__Excerpted records__.
_ _ _ _

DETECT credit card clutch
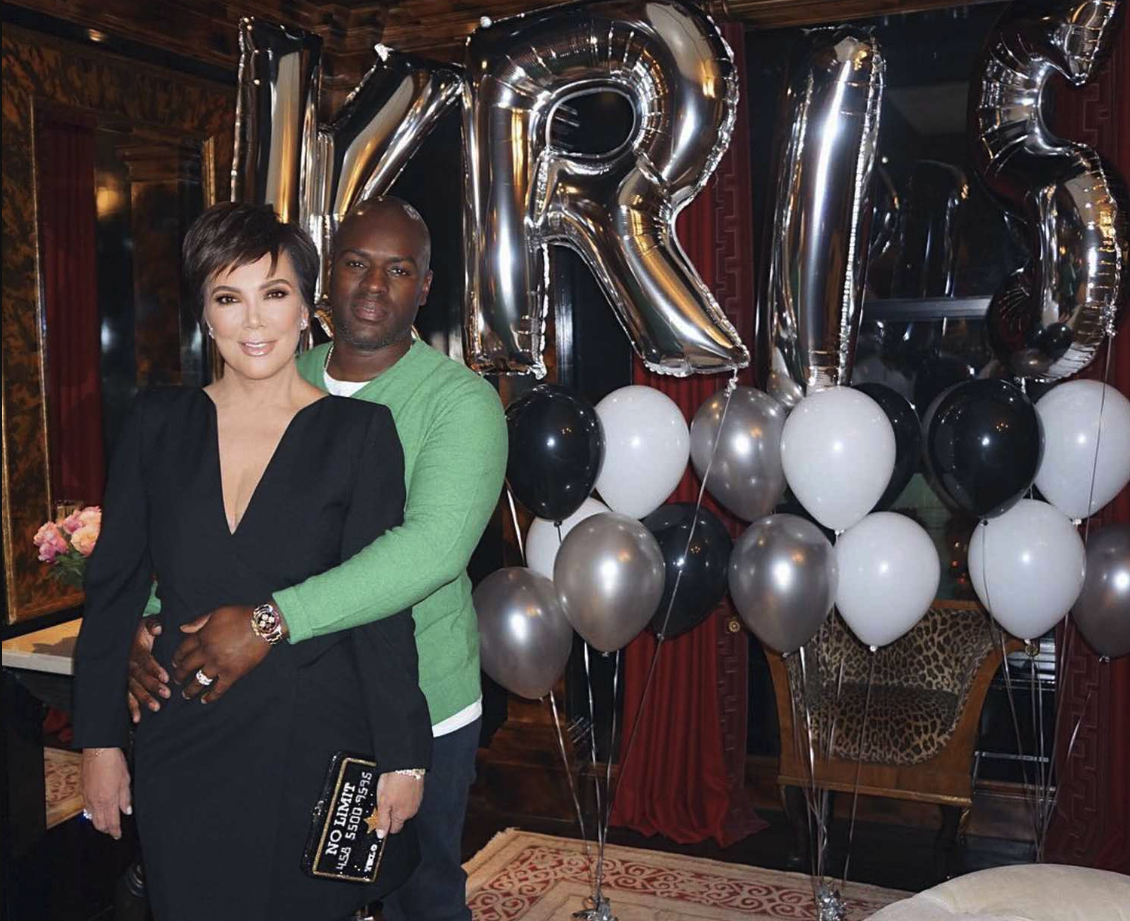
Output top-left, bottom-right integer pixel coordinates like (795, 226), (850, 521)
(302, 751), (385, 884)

_ _ _ _

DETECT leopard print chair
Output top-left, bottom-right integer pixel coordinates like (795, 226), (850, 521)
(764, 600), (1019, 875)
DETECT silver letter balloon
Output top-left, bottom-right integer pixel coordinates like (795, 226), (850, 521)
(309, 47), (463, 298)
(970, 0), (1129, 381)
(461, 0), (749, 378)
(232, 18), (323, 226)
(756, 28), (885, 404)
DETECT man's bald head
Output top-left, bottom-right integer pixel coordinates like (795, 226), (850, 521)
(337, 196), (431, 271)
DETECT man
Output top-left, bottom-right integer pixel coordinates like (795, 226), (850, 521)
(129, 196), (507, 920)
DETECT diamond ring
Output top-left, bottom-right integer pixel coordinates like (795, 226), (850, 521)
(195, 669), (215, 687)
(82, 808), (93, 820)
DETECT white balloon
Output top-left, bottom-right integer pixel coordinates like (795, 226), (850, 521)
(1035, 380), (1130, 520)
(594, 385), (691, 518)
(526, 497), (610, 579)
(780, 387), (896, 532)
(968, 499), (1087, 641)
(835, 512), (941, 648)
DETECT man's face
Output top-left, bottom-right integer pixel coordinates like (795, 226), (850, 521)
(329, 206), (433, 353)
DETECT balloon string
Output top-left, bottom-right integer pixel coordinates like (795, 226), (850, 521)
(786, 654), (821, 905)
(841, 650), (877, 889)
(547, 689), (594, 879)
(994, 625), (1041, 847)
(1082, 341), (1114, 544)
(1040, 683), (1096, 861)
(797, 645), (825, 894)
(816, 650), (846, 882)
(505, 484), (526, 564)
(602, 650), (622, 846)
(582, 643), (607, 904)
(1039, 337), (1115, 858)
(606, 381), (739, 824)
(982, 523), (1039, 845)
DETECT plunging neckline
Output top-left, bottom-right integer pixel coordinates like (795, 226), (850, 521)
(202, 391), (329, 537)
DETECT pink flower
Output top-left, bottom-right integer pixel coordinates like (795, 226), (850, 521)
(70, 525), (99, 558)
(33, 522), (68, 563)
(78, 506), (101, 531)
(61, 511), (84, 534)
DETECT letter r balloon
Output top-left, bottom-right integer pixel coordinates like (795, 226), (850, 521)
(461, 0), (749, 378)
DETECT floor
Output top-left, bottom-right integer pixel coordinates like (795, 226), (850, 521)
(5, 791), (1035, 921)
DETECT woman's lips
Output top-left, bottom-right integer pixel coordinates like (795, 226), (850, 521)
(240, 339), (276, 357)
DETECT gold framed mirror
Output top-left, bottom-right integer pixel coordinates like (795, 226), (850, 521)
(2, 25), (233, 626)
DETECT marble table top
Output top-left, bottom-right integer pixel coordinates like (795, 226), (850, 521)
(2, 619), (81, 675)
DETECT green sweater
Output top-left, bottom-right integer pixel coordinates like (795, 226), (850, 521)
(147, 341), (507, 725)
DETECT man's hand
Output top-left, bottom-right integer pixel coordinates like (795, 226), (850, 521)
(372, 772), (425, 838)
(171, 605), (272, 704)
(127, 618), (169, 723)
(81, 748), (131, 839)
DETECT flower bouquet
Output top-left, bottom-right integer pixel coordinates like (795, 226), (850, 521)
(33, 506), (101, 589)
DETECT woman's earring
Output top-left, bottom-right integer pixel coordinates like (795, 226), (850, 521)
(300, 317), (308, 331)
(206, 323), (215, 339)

_ _ _ _

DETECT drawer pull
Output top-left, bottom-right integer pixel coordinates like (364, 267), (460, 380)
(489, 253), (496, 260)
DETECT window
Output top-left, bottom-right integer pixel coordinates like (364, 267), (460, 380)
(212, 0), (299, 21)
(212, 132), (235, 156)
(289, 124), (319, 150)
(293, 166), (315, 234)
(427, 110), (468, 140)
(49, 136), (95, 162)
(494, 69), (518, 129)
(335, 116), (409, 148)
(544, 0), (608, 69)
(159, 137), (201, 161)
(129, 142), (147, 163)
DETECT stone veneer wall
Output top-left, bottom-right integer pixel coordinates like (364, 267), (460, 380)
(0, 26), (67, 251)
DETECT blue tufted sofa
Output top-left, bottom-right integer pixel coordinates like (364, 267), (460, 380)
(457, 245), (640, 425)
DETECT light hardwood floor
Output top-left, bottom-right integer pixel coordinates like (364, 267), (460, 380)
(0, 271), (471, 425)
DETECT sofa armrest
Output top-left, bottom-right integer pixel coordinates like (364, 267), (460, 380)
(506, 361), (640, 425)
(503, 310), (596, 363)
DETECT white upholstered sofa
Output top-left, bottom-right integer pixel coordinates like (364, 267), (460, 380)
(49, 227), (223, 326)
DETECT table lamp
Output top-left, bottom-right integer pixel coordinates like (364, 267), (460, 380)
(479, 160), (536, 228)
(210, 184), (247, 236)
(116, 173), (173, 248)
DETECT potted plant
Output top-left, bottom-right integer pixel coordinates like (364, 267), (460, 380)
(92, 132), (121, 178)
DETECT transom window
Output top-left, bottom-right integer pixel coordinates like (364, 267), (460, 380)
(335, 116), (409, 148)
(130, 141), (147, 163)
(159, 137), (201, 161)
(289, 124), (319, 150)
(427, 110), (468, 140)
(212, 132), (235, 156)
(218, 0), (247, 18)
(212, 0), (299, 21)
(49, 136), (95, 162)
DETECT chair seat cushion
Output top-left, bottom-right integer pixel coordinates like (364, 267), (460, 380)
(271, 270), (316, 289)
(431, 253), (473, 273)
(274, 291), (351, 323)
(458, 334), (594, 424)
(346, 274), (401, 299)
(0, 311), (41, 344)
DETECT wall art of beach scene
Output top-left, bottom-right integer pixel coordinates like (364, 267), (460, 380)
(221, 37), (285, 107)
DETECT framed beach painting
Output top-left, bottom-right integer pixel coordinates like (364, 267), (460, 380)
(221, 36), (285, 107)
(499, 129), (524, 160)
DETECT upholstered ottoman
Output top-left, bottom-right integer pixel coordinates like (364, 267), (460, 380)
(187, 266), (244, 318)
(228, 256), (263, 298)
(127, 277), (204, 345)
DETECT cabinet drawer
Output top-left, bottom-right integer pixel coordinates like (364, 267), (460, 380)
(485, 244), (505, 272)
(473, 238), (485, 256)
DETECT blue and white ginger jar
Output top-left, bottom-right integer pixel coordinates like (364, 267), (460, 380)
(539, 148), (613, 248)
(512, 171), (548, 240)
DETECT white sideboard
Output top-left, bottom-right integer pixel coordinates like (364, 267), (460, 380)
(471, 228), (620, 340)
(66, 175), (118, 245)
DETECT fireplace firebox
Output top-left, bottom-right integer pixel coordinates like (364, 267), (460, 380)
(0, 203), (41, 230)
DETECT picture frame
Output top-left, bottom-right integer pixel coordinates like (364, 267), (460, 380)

_ _ _ _

__Problem details__. Bring together every line in the entries that holds the string "woman".

__Answer space__.
DETECT woman's lips
DETECT woman's earring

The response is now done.